### PROVIDED PASSAGE

People sometimes make assumptions without knowing all the facts. There are those who do not consider the creation of a revocable living trust because they are under the impression that all trusts are only useful for very wealthy individuals.
There are trusts that benefit high net worth families that are exposed to estate taxes on the federal and/or state levels. However, these would typically be irrevocable trusts. Revocable living trusts are actually useful for a wide range of people who do not consider themselves to be wealthy.
One of the major benefits that you gain when you create a revocable living trust is the avoidance of the legal process of probate. When you use a last will to state your final wishes regarding the transfer of property that is in your possession at the time of your death, the will must be admitted to probate.
Probate provides certain protections, but there are some inherent drawbacks. One of them is the time factor. The heirs to the estate that are named in the last will do not receive their inheritances until the estate has been probated and closed by the court.
The exact duration of the probate process will vary depending on the jurisdiction and the complexity of the case in question. Generally speaking, a relatively straightforward case will pass through probate in about a year in most areas.
In addition to the time consumption, probate can also be expensive. There are court costs, legal fees, accounting expenses, the executor’s remuneration, and other costs that can accumulate. This is another one of the drawbacks.

### Point-per-instance localization data
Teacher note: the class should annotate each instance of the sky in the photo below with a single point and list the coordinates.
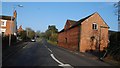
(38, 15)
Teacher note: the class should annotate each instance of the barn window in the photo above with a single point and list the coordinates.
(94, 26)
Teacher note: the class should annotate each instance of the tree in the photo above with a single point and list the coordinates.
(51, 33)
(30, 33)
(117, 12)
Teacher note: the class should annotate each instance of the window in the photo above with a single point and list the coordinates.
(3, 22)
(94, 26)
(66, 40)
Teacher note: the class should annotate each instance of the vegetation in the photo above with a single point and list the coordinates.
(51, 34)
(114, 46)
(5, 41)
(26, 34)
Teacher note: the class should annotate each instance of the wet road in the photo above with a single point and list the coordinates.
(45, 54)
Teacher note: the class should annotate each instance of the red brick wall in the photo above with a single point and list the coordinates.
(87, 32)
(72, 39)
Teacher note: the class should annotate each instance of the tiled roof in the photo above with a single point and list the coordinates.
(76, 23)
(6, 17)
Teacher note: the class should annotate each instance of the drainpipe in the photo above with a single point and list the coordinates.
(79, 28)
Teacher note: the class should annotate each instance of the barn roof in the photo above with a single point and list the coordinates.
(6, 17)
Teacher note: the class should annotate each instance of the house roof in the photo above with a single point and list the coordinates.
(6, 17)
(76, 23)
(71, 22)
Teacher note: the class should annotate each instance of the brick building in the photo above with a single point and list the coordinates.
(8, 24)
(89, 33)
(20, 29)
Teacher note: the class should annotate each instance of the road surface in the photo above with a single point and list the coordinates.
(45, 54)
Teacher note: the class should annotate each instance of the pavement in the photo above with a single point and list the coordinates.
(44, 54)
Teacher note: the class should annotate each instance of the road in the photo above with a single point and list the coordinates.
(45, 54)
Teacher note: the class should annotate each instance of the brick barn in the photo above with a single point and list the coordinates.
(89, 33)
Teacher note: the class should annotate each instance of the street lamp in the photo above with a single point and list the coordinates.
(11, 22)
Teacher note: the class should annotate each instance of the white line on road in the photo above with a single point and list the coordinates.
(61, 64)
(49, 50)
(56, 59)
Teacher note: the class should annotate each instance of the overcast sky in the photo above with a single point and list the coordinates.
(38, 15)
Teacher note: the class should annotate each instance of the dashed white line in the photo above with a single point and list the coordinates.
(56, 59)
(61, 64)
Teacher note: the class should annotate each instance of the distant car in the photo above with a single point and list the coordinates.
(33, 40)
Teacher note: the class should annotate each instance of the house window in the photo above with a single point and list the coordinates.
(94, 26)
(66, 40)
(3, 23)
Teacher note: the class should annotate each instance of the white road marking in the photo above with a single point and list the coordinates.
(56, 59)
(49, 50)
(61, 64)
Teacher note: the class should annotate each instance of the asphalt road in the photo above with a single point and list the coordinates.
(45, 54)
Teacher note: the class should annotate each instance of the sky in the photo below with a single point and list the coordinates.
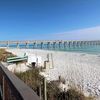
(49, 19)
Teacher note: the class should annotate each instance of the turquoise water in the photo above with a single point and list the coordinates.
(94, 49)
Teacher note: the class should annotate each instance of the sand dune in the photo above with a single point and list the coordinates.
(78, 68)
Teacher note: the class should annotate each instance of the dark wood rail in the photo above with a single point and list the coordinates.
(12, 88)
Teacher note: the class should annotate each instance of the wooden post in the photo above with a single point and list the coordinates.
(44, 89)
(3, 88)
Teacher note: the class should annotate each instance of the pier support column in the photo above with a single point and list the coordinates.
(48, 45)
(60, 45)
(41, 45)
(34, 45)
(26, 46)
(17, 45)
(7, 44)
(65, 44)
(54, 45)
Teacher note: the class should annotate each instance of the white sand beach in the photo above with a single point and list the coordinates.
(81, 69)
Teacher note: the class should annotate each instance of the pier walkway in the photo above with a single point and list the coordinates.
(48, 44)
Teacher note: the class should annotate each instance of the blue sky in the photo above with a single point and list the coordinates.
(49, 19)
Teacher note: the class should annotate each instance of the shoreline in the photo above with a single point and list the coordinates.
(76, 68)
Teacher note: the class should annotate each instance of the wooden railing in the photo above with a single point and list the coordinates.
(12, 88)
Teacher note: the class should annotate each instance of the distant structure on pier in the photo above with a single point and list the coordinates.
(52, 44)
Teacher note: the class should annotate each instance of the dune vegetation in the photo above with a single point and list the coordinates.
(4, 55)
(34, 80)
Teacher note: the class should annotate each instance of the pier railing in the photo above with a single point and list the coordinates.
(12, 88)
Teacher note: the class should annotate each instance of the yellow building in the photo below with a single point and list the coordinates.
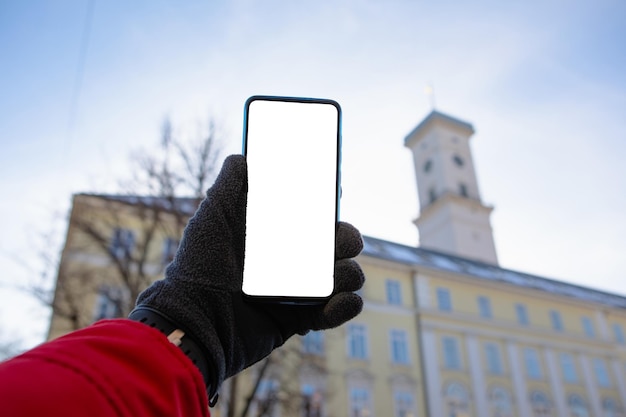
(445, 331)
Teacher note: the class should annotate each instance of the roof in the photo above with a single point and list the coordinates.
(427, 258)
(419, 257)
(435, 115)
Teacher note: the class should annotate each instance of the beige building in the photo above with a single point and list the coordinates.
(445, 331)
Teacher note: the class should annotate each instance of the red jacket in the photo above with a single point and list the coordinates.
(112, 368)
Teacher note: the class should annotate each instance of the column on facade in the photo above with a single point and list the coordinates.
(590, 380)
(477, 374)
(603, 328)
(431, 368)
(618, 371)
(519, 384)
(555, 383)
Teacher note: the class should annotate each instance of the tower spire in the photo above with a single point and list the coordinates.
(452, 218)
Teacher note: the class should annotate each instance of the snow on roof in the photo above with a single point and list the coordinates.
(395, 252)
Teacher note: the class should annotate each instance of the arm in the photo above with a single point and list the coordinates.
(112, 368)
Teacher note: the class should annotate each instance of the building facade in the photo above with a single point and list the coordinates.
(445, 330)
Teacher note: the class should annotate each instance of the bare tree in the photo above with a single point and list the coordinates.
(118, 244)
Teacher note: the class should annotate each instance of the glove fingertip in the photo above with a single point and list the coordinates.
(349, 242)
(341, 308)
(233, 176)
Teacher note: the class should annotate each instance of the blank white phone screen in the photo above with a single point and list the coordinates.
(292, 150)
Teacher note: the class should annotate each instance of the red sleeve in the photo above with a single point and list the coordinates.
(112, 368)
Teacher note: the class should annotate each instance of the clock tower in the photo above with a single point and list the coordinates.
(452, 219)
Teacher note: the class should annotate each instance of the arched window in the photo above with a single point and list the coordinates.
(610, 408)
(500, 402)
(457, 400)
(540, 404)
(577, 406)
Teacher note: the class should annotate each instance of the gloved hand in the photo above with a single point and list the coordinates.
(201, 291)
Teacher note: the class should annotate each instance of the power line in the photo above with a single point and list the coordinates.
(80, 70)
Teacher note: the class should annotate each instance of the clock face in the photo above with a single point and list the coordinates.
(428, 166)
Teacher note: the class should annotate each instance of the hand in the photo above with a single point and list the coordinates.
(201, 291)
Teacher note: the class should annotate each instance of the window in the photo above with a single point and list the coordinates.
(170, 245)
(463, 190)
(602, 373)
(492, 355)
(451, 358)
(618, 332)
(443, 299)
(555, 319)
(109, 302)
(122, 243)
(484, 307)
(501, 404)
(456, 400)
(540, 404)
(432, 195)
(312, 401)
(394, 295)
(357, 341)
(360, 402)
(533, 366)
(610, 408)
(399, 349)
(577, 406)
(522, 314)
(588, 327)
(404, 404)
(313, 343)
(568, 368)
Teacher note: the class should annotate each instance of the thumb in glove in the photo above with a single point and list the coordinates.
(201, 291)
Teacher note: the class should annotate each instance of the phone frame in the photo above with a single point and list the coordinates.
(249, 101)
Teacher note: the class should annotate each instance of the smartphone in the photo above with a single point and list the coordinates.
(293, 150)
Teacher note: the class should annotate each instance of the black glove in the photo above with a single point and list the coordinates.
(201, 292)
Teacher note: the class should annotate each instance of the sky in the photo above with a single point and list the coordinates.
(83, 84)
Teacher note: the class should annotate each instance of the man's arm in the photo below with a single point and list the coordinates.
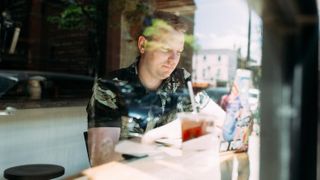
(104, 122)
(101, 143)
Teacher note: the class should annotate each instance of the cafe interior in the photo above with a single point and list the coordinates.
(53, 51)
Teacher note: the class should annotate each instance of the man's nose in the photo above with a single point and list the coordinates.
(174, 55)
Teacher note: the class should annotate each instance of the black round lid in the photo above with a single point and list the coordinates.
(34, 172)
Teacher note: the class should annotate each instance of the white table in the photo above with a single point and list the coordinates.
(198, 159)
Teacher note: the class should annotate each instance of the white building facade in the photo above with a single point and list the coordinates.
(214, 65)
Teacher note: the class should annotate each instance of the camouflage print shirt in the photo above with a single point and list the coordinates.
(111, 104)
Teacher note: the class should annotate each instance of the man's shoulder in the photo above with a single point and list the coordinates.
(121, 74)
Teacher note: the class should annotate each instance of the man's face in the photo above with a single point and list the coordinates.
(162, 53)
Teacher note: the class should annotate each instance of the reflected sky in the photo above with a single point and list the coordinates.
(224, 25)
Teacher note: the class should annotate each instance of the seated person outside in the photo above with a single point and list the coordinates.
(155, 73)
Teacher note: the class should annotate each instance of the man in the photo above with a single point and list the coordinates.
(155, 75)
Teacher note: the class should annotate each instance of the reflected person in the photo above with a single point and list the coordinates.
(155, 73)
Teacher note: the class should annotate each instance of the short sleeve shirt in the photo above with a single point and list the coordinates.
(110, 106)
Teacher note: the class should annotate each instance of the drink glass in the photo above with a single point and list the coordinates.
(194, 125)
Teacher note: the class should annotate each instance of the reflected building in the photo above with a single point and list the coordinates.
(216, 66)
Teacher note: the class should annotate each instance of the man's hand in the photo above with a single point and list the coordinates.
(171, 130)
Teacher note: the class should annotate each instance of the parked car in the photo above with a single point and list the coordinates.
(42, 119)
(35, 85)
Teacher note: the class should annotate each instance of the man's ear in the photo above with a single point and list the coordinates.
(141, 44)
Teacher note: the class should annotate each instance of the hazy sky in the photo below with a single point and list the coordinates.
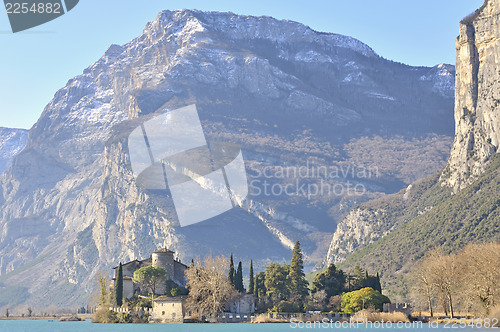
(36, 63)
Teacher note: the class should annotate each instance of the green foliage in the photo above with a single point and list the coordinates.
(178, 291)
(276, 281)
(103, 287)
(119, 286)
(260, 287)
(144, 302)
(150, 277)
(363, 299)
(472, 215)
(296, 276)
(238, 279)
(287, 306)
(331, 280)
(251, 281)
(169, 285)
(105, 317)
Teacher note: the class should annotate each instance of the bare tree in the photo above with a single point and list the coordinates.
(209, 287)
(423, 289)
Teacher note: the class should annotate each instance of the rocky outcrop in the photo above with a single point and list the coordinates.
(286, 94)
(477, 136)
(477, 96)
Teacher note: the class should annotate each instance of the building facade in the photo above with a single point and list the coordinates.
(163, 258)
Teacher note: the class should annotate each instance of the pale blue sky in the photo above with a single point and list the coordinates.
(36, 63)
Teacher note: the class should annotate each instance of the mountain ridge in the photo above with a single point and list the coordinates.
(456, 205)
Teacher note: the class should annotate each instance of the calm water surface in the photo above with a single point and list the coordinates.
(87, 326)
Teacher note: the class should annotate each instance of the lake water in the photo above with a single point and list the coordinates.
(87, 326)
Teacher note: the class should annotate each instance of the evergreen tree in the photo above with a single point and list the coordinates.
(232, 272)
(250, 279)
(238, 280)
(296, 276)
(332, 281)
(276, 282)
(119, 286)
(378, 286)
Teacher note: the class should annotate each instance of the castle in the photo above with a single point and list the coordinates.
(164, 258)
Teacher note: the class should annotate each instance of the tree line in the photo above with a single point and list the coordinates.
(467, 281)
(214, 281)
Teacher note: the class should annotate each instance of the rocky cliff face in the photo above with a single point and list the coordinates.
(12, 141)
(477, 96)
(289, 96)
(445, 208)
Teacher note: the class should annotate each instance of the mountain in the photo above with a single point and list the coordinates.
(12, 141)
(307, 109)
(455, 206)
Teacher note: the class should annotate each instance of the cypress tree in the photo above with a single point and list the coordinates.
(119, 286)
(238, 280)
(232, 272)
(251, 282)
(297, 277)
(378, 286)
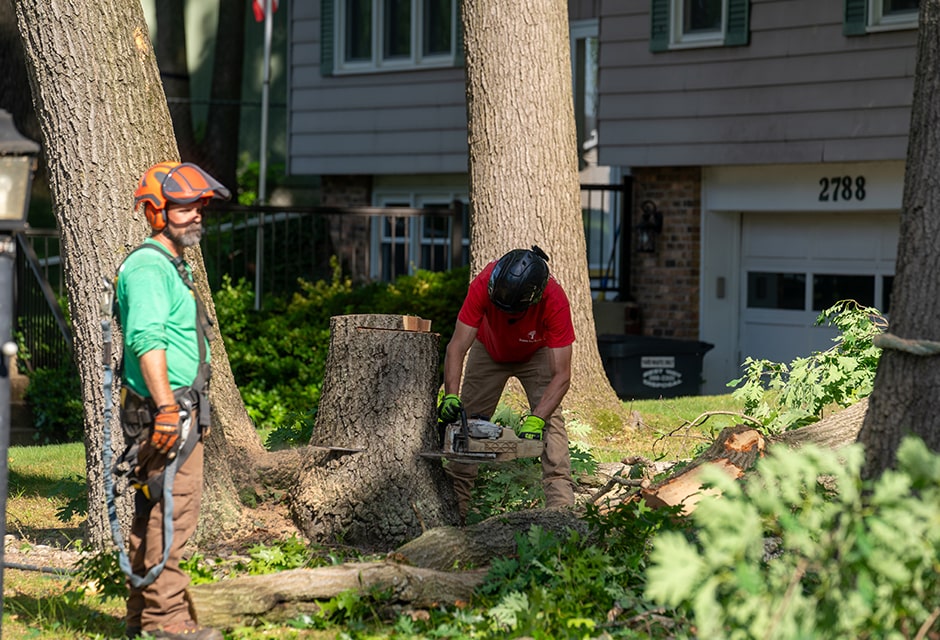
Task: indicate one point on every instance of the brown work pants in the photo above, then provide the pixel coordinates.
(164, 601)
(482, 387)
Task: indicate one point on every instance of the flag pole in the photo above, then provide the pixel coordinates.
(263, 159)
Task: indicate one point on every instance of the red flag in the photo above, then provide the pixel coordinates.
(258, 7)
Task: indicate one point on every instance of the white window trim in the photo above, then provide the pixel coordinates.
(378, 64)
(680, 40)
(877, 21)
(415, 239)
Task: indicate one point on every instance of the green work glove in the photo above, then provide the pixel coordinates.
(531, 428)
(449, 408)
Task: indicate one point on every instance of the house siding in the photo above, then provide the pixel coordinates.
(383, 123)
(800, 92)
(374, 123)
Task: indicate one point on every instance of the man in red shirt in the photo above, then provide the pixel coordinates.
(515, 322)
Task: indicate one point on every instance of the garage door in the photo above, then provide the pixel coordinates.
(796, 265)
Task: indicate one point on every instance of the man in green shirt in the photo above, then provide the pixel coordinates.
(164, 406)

### STUDY QUESTIONS
**1.** List the specific probate costs that the passage on revocable living trusts names.
**2.** According to the passage on revocable living trusts, about how long does a relatively straightforward case take to pass through probate in most areas?
**3.** Pick up the passage on revocable living trusts after its final sentence and continue it.

### RESPONSES FOR EACH TASK
**1.** Court costs, legal fees, accounting expenses, the executor's remuneration

**2.** About a year.

**3.**
When you arrange for the transfer of your monetary assets through the creation of a revocable living trust rather than a last will, the trustee that you name will distribute assets to the beneficiaries outside of the process of probate. The time lag will not exist, and there will be no probate costs.
It should be noted that you should have a will called a pour over will if you create a revocable living trust. The pour over will directs any assets that you may have had in your personal possession at the time of your death into the trust.
A revocable living trust is also valuable as an incapacity planning device. Many seniors ultimately become unable to handle their own affairs. It is not the only cause of incapacitation, but Alzheimer’s disease strikes around 45 percent of people who are 85 years of age and older.
When you create a revocable living trust you can include the nomination of a successor or disability trustee. This individual or entity would be empowered to administer the trust in the event of your incapacitation.